━━━━━ Dataset content ━━━━━

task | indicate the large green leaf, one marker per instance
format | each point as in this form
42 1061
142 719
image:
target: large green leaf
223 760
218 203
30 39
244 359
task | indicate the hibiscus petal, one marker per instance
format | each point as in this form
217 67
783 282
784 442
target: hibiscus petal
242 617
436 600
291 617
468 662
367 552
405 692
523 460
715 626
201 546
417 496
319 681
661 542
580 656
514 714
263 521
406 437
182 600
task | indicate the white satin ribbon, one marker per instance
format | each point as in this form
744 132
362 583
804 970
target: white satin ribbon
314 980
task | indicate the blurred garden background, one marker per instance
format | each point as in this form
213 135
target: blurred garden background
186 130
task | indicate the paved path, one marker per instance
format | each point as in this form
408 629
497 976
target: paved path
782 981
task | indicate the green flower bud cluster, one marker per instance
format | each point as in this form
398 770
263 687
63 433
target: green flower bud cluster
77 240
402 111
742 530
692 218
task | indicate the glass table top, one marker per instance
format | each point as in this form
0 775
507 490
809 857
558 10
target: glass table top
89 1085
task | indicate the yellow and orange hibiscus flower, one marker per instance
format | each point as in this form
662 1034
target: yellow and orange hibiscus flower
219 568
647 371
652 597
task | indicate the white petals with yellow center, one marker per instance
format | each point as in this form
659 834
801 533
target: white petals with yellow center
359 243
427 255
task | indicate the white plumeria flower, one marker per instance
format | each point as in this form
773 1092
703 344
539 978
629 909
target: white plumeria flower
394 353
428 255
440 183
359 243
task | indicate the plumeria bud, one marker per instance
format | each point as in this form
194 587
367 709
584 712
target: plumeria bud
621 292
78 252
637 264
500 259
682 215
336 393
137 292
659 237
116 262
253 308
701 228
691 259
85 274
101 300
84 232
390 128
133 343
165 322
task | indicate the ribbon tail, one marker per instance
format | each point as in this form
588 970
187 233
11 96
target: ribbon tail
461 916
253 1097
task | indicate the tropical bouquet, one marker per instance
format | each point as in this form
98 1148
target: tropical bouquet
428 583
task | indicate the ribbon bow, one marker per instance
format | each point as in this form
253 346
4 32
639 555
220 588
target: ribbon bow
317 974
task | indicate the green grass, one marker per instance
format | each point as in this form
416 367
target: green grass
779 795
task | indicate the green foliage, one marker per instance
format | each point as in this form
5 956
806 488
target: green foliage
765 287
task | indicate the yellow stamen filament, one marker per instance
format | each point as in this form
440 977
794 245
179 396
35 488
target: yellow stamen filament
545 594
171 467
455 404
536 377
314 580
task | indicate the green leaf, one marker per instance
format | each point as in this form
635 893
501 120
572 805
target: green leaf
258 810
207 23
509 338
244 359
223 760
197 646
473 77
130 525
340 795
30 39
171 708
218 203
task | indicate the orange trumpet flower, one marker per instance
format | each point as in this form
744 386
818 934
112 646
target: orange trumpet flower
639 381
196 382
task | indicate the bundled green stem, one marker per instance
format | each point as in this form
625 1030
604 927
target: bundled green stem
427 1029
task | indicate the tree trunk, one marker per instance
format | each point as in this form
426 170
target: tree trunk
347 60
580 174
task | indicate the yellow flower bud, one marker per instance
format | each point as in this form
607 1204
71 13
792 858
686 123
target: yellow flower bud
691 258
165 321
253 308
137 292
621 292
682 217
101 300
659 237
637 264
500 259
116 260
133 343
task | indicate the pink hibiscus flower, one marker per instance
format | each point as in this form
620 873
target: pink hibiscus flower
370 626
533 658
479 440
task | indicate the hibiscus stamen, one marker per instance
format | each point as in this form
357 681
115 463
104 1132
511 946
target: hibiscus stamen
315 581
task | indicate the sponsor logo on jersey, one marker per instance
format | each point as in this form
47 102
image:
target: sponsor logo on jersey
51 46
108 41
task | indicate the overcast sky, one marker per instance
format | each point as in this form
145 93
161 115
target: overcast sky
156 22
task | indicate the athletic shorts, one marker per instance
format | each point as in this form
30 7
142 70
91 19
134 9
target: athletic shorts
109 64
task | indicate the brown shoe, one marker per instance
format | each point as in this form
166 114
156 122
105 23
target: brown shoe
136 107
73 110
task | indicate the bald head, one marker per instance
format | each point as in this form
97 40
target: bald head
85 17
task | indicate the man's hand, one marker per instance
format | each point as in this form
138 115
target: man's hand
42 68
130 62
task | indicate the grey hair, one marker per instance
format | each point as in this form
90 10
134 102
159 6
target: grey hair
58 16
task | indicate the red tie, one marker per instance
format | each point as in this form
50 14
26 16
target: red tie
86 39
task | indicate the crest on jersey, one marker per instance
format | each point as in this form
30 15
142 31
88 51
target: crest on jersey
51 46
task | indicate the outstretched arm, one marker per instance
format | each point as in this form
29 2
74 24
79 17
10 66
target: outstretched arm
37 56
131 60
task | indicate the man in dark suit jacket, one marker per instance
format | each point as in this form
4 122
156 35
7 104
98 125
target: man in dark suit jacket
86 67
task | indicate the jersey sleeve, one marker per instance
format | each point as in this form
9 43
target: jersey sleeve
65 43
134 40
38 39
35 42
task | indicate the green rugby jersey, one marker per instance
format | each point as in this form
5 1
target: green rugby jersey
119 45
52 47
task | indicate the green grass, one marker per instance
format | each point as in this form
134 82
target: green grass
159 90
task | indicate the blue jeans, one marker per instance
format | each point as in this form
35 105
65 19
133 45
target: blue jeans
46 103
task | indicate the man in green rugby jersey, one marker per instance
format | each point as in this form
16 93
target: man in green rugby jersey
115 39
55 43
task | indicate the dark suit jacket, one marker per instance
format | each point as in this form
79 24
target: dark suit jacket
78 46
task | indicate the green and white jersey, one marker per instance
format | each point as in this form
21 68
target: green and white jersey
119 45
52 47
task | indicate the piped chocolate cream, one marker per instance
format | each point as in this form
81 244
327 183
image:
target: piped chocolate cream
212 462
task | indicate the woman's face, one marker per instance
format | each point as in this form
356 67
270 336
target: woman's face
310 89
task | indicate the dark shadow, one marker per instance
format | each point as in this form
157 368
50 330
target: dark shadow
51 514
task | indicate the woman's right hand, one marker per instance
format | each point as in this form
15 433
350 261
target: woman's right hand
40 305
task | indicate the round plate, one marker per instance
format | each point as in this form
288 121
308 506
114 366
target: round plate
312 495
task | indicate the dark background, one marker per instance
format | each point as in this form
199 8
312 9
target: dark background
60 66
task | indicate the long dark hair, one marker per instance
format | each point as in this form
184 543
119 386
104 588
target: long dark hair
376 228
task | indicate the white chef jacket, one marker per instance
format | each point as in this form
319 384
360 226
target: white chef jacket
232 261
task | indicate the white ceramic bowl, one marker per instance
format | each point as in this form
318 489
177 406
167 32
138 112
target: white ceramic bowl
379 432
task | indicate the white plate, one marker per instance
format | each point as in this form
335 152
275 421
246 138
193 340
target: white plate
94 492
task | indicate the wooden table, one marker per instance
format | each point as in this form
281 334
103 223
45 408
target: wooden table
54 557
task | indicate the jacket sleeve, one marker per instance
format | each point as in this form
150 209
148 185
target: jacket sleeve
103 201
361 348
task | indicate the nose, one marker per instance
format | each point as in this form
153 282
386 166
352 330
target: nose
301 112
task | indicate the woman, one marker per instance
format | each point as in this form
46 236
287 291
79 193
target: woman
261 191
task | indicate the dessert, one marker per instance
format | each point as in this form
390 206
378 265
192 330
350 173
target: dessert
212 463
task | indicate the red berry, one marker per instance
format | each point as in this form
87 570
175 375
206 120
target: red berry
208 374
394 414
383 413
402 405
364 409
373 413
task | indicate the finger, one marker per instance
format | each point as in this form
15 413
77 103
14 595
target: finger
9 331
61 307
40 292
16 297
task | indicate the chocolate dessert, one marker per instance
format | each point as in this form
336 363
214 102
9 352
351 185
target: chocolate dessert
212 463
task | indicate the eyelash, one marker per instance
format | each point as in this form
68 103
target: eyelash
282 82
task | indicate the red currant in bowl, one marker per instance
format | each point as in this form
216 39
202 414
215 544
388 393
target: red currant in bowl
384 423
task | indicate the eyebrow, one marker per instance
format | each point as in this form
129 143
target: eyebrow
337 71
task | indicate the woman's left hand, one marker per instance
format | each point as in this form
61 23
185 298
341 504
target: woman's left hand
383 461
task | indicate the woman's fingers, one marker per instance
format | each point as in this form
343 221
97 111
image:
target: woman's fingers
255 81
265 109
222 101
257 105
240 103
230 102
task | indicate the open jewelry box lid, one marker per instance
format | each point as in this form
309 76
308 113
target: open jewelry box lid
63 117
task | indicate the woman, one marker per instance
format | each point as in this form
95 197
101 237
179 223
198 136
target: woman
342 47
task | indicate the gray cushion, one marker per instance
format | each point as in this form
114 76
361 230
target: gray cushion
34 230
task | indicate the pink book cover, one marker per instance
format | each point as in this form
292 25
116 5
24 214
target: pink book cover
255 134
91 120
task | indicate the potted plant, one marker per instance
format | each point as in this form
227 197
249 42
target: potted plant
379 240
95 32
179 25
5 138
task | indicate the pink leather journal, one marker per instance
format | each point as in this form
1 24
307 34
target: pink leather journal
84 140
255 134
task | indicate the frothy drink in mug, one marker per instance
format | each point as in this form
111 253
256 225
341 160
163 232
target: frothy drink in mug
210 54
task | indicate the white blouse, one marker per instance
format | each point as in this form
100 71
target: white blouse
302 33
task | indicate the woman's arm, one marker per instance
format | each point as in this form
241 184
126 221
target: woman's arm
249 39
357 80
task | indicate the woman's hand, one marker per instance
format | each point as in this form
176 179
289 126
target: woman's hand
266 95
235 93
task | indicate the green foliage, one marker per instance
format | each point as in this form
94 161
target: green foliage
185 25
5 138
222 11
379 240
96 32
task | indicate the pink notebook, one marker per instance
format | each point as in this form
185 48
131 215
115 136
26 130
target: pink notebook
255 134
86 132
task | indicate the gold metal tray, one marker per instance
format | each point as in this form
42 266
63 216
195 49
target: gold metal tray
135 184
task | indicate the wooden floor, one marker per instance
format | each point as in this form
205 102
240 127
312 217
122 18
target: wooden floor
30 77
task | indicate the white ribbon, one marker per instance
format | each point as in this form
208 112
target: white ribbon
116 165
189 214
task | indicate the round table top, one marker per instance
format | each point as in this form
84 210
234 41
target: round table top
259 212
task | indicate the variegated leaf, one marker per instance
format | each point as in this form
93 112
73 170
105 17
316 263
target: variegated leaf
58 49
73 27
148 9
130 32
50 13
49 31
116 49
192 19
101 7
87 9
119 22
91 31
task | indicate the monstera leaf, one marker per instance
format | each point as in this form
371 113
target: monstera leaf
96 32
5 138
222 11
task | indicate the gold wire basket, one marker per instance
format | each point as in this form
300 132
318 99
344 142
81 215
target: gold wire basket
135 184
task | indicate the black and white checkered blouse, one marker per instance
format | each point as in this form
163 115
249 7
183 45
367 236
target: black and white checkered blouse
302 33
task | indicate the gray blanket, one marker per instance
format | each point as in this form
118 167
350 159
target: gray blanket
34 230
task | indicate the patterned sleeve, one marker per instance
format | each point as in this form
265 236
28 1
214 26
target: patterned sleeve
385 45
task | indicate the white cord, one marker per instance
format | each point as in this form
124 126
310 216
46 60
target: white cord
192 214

━━━━━

--- What you are asked to do ---
Give back exactly the lines from the one containing "task | indicate the pink notebook, one" to the end of the material, both ends included.

--- Expected answer ---
task | indicate the pink notebook, one marker per instance
format | each point as in this form
185 48
131 215
115 136
26 130
target: pink notebook
255 134
86 132
task | indicate the gold metal tray, one marker per instance
format | each point as in this form
42 266
63 216
195 49
target: gold metal tray
135 184
task | indicate the wooden floor, one marker per instance
format | each point as in this form
205 102
240 127
312 217
122 18
target: wooden floor
30 77
task | indicate the white ribbon, one marker per instance
format | each point as in this form
208 112
target: white ribbon
116 165
189 214
task | indicate the round table top, one marker per instance
format | each point as in this form
84 210
234 41
target: round table top
259 212
task | indicate the variegated leaf, one marker per instance
format | each point as in this form
93 112
73 170
105 17
316 263
target: variegated leaf
58 49
73 27
148 9
130 32
50 13
49 31
116 49
192 19
101 7
87 9
119 22
91 31
task | indicate the monstera leaf, one marker per instance
format | each point as in this form
371 113
target: monstera leaf
96 32
5 138
222 11
task | indicate the gold wire basket, one marker per instance
format | each point as in this form
300 132
318 99
344 142
81 215
target: gold wire basket
135 184
task | indicate the black and white checkered blouse, one marker per instance
format | each point as in this form
163 115
249 7
183 45
367 236
target: black and white checkered blouse
302 33
task | indicate the gray blanket, one marker per instance
format | each point as in this form
118 167
350 159
target: gray blanket
34 230
task | indicate the patterned sleeve, one marker per instance
format | each point as in this form
265 236
28 1
214 26
target: patterned sleeve
385 45
task | indicate the white cord, one marker per instance
format | each point as in this form
124 126
310 216
46 60
target: white cord
192 214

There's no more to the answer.